SELECTED EXTRACT:

>> Start

But, Brit, look at it this way. If John McCain picks, say, Joe Lieberman as his running mate, or former Pennsylvania governor Tom Ridge, two people who would probably anger the conservatives in the party, you would have a whole new story. There would be a division among Republicans.

If he picks somebody a little safer, like Governor Tim Pawlenty of Minnesota, it's just not as big of a story.

HUME: Because it's a better, safer, more effective choice?

BARNES: Safer, anyway.

LIASSON: The biggest thing going for John McCain is that these are so little space between these two conventions. They are back to back.

HUME: Will that work for him, or will that work against him?

LIASSON: It is working for McCain because it is going to give him the potential to step on whatever bounce Obama gets out of this. And having the vice presidential announcement on Friday just fills up one of those three days.

HUME: It seems to me that you have a news cycle. Obama owns it today, he'll own it tonight, he owns it in the morning.

LIASSON: Right, and that's it. And he doesn't get to enjoy his bounce.

If there were more space between the conventions, Obama could go on a trip with Biden and try to milk some of the bounce. But McCain is going to fill it up.

KRISTOL: The McCain campaign is proud of its misdirection by sending several people, apparently, off with travel plans to Dayton, Ohio. I was warned not to read anything into what Carl Cameron accurately reported, that Mitt Romney apparently is flying, or at least pretending to fly —

HUME: We're hearing that Mike Huckabee is on his way, too.

KRISTOL: And Mitt Romney.

What I was told about two days ago, for what it's worth, were that the finalists were Tim Pawlenty, the favorite, Joe Lieberman, the much discussed pick that would boil Republican waters but might win some independent voters over, and Meg Whitman, the former CEO of E-Bay I believe is a finalist.

HUME: What about Romney?

KRISTOL: I don't believe that Romney is in the final cut.

HUME: Why is that?

KRISTOL: I'm really not sure, honestly.

HUME: I'm hearing that, Mort, that McCain —

KONDRACKE: Too many houses.

HUME: Too many houses between them. And I don't know how long that would last as an issue, but you know you would hear about it right away.

>> End

WHAT TO PRODUCE: According to the panel discussion, why does Liasson say the short gap between the two conventions is working for McCain? Answer in one to three sentences. The listing that comes next has no connection to the panel discussion.

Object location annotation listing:
>> Start

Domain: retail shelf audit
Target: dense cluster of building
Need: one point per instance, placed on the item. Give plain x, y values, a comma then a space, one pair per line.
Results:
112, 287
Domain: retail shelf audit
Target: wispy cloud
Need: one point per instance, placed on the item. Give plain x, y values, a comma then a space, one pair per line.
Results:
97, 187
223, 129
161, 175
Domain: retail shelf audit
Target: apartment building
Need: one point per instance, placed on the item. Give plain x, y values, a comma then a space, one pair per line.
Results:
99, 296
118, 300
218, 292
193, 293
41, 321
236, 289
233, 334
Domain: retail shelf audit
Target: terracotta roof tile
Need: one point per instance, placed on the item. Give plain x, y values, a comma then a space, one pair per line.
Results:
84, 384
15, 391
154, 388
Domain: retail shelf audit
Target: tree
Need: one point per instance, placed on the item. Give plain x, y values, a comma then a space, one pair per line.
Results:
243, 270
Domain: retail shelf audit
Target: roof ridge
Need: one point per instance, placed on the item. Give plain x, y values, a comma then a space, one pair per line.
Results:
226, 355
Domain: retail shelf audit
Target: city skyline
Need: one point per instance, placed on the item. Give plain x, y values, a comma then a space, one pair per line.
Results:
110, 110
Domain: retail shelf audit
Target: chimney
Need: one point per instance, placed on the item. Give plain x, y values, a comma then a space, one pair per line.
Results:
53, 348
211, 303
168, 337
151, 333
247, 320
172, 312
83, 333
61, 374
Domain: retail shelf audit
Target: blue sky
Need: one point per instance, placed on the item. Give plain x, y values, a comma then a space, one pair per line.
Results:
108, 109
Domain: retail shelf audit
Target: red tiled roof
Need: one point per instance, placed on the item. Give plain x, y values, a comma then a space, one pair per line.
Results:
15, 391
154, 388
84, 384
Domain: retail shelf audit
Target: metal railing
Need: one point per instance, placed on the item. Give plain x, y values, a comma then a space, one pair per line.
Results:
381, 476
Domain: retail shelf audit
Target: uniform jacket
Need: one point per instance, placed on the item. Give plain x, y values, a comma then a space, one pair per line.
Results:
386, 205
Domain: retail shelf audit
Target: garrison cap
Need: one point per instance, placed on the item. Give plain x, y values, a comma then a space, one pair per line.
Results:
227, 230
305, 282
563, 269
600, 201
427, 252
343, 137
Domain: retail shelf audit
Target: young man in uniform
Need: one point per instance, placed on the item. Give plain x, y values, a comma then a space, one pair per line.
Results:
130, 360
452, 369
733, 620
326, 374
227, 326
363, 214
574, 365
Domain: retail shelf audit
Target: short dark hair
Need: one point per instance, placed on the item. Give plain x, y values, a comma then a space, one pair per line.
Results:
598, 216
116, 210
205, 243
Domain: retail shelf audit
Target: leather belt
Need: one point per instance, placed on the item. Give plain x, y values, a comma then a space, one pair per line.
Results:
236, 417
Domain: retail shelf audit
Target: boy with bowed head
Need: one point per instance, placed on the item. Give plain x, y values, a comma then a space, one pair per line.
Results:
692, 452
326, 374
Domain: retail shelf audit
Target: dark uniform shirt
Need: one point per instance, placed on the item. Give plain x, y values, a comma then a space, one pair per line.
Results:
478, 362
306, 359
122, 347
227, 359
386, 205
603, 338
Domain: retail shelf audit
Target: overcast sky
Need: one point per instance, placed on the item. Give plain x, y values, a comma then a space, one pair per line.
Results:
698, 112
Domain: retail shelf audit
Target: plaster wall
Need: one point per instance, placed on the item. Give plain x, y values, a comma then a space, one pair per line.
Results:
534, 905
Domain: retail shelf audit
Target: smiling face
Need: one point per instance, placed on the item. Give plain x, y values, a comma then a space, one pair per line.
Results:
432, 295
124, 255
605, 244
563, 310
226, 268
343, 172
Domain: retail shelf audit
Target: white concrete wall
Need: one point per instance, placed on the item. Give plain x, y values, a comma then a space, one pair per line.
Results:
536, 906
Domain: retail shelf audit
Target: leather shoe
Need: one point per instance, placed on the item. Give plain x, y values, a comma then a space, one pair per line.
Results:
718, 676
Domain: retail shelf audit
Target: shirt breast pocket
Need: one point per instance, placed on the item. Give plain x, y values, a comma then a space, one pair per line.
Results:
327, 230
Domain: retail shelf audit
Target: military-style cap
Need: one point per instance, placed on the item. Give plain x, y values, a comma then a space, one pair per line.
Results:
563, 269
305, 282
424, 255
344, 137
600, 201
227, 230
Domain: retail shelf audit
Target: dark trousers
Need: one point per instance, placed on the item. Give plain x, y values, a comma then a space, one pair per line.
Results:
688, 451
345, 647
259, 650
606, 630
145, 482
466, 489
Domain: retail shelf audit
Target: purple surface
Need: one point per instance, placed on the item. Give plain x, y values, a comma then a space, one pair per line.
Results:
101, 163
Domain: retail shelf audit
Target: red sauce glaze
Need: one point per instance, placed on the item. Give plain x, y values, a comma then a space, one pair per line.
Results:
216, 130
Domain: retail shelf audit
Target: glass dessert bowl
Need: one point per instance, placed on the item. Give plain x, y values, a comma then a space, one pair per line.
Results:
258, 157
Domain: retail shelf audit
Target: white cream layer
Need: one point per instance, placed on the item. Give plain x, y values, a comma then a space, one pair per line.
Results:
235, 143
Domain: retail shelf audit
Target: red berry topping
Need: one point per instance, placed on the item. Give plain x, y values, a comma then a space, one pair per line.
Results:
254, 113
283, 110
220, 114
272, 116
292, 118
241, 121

>> End

TASK SOLUTION: Liasson says the back-to-back conventions give McCain the chance to step on whatever bounce Obama gets, since the vice presidential announcement on Friday fills up one of the three days between them. With more space, Obama could travel with Biden to milk the bounce, but McCain is going to fill that time, so Obama does not get to enjoy it.